Tasks and exercises>
- A) Print the walnut logs thread from "When were they" to "(Apr 11, 2020)", without any changes.
- B) Name each different username that has a post in the walnut logs thread, listing each one once.

Text passage>
════════

# Walnut logs.



## 4jo3 (Apr 3, 2020)

There are about 7 English walnut logs that I’m interested in but I’m not sure what the going rate for them in. Could you please help. Very little sap on them. Theres about 1100bd ft according to the Doyle scale. 20-28” diameter. 6-10ft long. Any help would be appreciated. 

Thanks


----------



## Steve in VA (Apr 3, 2020)

Not worth much, especially in this market.

I'm about 4 hours away and should be there by 5:30 this evening to pick them up. I'll bring you a 12 pack as well.

In all seriousness, I wish I had your question to ask for myself. Good luck!!

Post pictures!


----------



## 4jo3 (Apr 3, 2020)

They aren’t my logs yet. Trying to do a cost analysis I have a price on slabbing and drying.

Reactions: Way Cool 4


----------



## rob3232 (Apr 3, 2020)

I can’t help you on pricing but just curious why you think that they are English Walnut and not Black Walnut? 

Those are some nice logs by the way.

Reactions: Agree 2


----------



## 4jo3 (Apr 3, 2020)

That’s what they are claiming. So gullibility. Right now. I want to so if there are any walnuts around. As they will have a thinner shell.

Reactions: Like 1


----------



## Mr. Peet (Apr 3, 2020)

4jo3 said:


> That’s what they are claiming. So gullibility. Right now. I want to so if there are any walnuts around. As they will have a thinner shell.



Ya, you need to locate some nuts. They don't look at all like English walnut logs for me, however, your pictures don't enlarge when clicking on them. They do look more like Black walnut. When you find some nuts, if any are heart shaped, Japanese walnut is another possibility...

Reactions: Like 1


----------



## Otterhound (Apr 7, 2020)

When were they felled ? They are sitting in the sun . around .25/bdft is what I would consider . Were they in the woods or residential/fence row ? No one wants questionable logs to mill for lumber . Maybe that is why they are still there . Much of the furniture industry has gone the route of MDF and veneer , so that route is a bit tougher than it used to be . If you don't move on them , I may be interested in 1 of them and it would be my choice or nothing . Good luck . Don't wait too long or major checking will set in unless the endgrain has been sealed . Even then , it's only a matter of time until it does unless they are milled .

Reactions: Funny 1


----------



## Flacer22 (Apr 11, 2020)

They look like black walnut to me. I buy alot of walnut logs. Those actually look like pretty good logs. I can't say for sure but couple look like rotoay logs and could be worth 3-6$ a foot one with limbs more like 2.5$ of you offerd 3$ straight though you likely would be making a pretty good offer.

════════

Data entries>
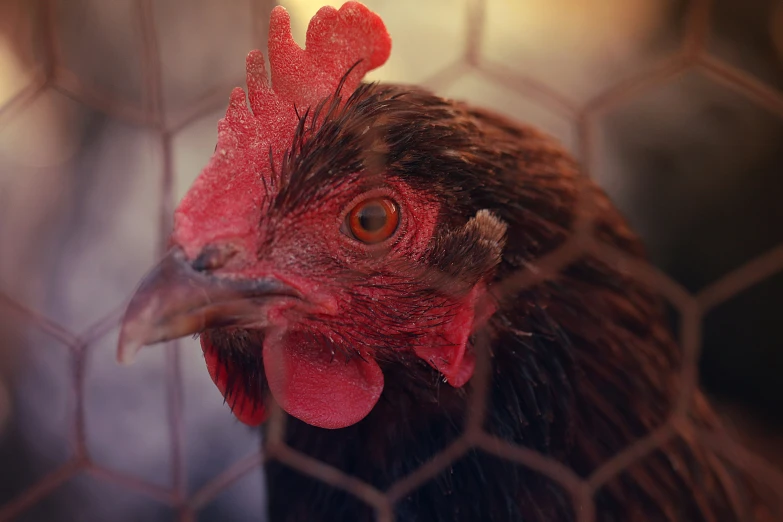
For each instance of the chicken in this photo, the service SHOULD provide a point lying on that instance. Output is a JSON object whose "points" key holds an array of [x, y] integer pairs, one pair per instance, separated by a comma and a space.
{"points": [[345, 250]]}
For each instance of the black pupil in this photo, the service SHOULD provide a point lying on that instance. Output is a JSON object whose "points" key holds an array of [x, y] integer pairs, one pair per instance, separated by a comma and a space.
{"points": [[372, 217]]}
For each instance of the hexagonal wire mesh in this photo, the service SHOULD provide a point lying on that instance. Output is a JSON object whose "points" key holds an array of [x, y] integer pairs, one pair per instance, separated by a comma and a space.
{"points": [[153, 111]]}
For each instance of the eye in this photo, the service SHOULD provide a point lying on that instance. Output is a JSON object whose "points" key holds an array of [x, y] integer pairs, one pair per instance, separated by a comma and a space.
{"points": [[374, 220]]}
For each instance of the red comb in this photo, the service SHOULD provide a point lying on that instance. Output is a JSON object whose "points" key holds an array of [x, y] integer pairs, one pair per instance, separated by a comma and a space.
{"points": [[230, 188]]}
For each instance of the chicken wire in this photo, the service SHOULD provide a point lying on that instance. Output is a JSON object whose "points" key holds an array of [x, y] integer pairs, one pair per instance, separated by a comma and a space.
{"points": [[151, 111]]}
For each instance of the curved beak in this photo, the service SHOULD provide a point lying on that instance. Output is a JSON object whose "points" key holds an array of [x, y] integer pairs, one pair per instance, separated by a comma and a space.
{"points": [[175, 300]]}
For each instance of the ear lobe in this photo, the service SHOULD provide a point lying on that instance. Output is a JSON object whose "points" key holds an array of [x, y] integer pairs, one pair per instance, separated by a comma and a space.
{"points": [[465, 257], [447, 348]]}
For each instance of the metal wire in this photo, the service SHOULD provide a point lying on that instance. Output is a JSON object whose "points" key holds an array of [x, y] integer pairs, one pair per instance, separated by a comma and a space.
{"points": [[692, 54]]}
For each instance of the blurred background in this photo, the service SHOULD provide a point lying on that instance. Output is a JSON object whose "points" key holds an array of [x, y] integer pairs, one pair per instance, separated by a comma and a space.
{"points": [[109, 109]]}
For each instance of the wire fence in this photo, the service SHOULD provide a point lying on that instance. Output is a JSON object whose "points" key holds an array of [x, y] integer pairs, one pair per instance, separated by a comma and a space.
{"points": [[692, 55]]}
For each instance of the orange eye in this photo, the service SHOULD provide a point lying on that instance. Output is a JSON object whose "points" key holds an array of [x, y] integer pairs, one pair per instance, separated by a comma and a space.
{"points": [[374, 220]]}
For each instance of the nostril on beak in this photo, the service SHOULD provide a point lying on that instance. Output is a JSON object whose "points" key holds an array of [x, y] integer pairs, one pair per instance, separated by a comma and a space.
{"points": [[213, 257]]}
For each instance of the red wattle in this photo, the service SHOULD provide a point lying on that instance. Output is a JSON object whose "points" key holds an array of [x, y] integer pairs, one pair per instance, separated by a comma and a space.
{"points": [[319, 387], [250, 411]]}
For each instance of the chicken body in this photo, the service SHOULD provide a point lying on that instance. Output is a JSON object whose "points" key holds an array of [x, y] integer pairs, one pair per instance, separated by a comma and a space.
{"points": [[582, 365], [345, 249]]}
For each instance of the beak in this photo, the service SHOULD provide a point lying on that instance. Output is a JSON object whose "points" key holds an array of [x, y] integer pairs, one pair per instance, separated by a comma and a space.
{"points": [[175, 300]]}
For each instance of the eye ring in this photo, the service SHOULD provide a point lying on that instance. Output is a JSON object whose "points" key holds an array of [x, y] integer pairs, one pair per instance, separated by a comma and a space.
{"points": [[373, 220]]}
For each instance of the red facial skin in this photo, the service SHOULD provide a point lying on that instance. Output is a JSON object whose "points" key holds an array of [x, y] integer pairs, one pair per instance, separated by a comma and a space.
{"points": [[305, 341], [321, 353]]}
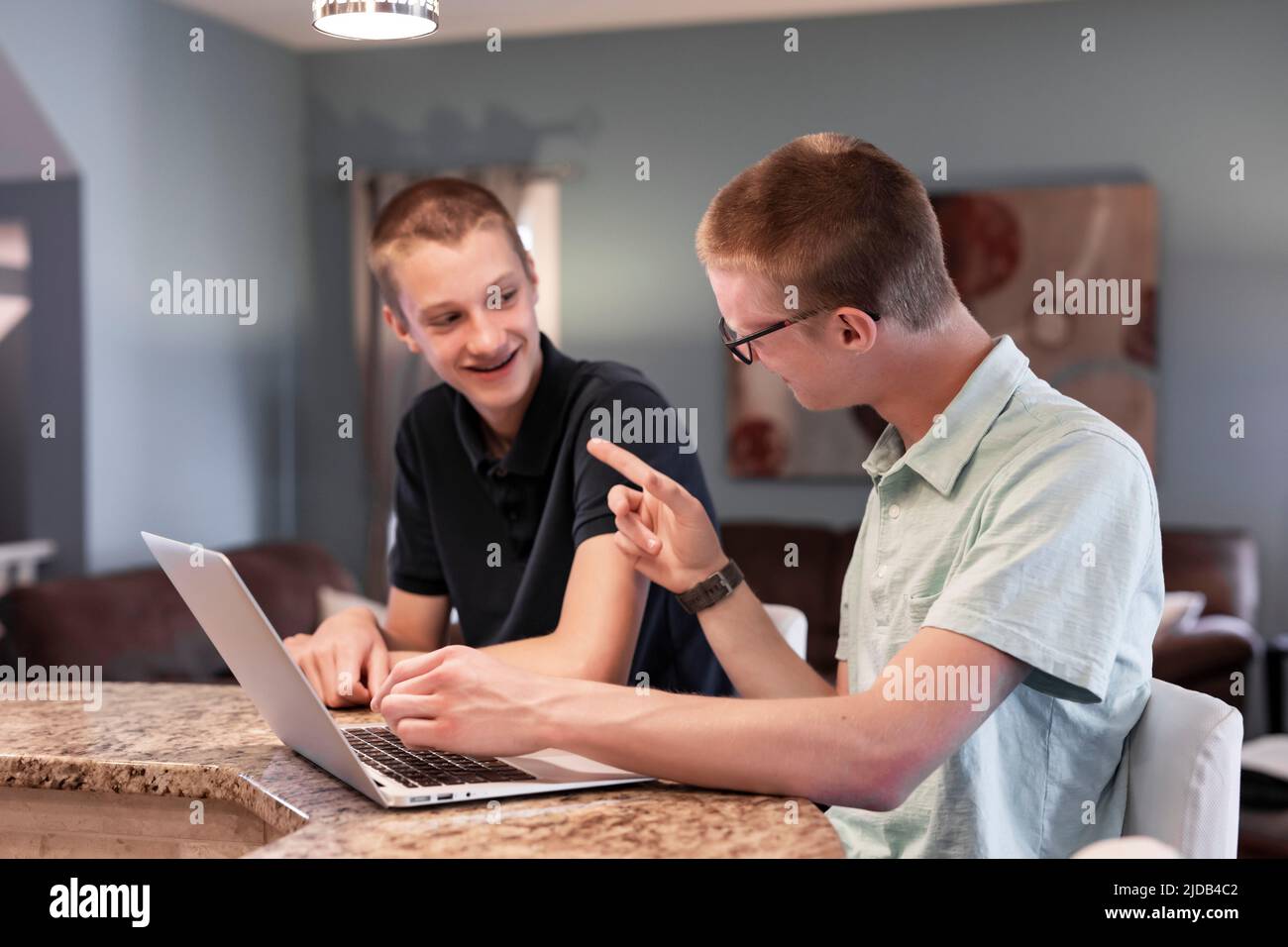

════════

Solutions to each task>
- A)
When were they felled ? They are sitting in the sun . around .25/bdft is what I would consider . Were they in the woods or residential/fence row ? No one wants questionable logs to mill for lumber . Maybe that is why they are still there . Much of the furniture industry has gone the route of MDF and veneer , so that route is a bit tougher than it used to be . If you don't move on them , I may be interested in 1 of them and it would be my choice or nothing . Good luck . Don't wait too long or major checking will set in unless the endgrain has been sealed . Even then , it's only a matter of time until it does unless they are milled .

Reactions: Funny 1


----------



## Flacer22 (Apr 11, 2020)

- B)
4jo3
Steve in VA
rob3232
Mr. Peet
Otterhound
Flacer22